*Exercise 1*
In the Morgellons text, what name does the CDC use for the condition?
*Exercise 2*
Reproduce verbatim everything in the Morgellons text from "Goal 3 – Generate" down to "a skin condition.".

Goal 3 – Generate A Hypotheses About Factors That May Contribute to it
This could be interpreted many ways. However, taking at face value it means to state what they think might be causing (given all of the information they have at hand) the condition called Morgellons, or as they refer to it “Unexplained Dermopathy”. I’m not really fond of the CDC moniker as it conveys that this condition is merely a skin condition.
Given the three stated goals of the study as stated in the November 5th statement I think those hoping that the CDC is going to identify the “culprit” and possibly recommend treatment are hoping for outcomes that are outside of the scope of the project. I could be completely wrong however. I realize the NCZVED group is analyzing the results but I really don’t read to much into that. The only “eureka” moment I could foresee is the discovery of some kind of mite or insect within the skin. However, Wikipedia still claims that the researchers involved in the Oklahoma Collembola study were themselves delusional (outrageous) which reveals the hostility regarding this outcome. However, assuming they did actually find the cause (which I believe is extremely unlikely) it would mean a mere 300k and a little effort was all it took to crack this case which wouldn’t look very good on anyone’s part. Especially considering the suffering and havoc that has been left in the wake of Morgellons including wrecked lives and families, devastating financial losses, and lost lives. My guess is the Morgellons problem is much more complicated than a small 300k study is going to solve.
My gut feeling is that the report has two possible outcomes. The first would be to state Morgellons is mostly a psychiatric condition, but I don’t think this will be the path chosen. The second outcome, which is likely, is to reveal that further study is needed, which is probably also going to be the truth.
In the future we could all benefit if the CDC would solicit some input from the Morgellons community, but I totally understand why they cannot. Incorporating tests like those mentioned above by Pamela could prove to be very useful. Eventually, it may become necessary to culture what is in our gut and possibly even our blood and identify strains specifically. For example, it isn’t enough to say that “Pseudomonas Putida” was found. The actual RNA sequencing and/or signature (I’m over my head on this part) of the particular strain (of whatever is found) will need to be identified. Is what is thriving in our gut a man made strain or is it natural? If it’s man made then we need to track down the source and prevent others from having to go through this horrible experience, if it’s natural what is the vector? I’m not saying that Pseudomonas Putida is the cause, I am merely using it as an example to convey that ultimately some very low level lab work is going to have to be done.
And finally, in the end, we have to consider that the cause might never be found. And just as we are doing now we must take care of our bodies the best way we know how and work at staying as healthy as we possibly can. We need to be proactive and keep the concept of “do no harm” always at the forefront. Eventually, a protocol will be stumbled upon that will work for most people, I truly believe that, but we are not there yet.

*Provided records*
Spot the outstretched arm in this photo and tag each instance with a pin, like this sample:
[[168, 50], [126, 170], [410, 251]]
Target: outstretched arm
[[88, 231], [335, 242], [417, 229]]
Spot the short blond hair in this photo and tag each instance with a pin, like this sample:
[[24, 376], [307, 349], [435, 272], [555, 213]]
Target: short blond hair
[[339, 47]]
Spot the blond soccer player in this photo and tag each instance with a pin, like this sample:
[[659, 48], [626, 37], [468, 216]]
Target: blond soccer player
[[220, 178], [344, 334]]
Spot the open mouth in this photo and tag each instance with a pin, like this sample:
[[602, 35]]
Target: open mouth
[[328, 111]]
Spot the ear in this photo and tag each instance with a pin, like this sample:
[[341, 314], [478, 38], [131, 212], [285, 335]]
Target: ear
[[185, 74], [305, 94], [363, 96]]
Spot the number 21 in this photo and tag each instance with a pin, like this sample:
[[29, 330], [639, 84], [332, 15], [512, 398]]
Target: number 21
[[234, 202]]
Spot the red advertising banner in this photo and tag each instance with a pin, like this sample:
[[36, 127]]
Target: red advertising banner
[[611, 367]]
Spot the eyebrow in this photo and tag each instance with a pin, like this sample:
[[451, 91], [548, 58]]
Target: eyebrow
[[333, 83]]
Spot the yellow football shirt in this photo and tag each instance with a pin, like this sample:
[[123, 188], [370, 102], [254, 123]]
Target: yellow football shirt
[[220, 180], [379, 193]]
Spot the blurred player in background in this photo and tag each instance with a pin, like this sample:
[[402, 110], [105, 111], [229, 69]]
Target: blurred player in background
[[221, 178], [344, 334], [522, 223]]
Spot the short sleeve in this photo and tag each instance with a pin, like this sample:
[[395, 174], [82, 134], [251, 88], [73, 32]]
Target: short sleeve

*Task result 1*
"Unexplained Dermopathy"

*Task result 2*
Goal 3 – Generate A Hypotheses About Factors That May Contribute to it
This could be interpreted many ways. However, taking at face value it means to state what they think might be causing (given all of the information they have at hand) the condition called Morgellons, or as they refer to it “Unexplained Dermopathy”. I’m not really fond of the CDC moniker as it conveys that this condition is merely a skin condition.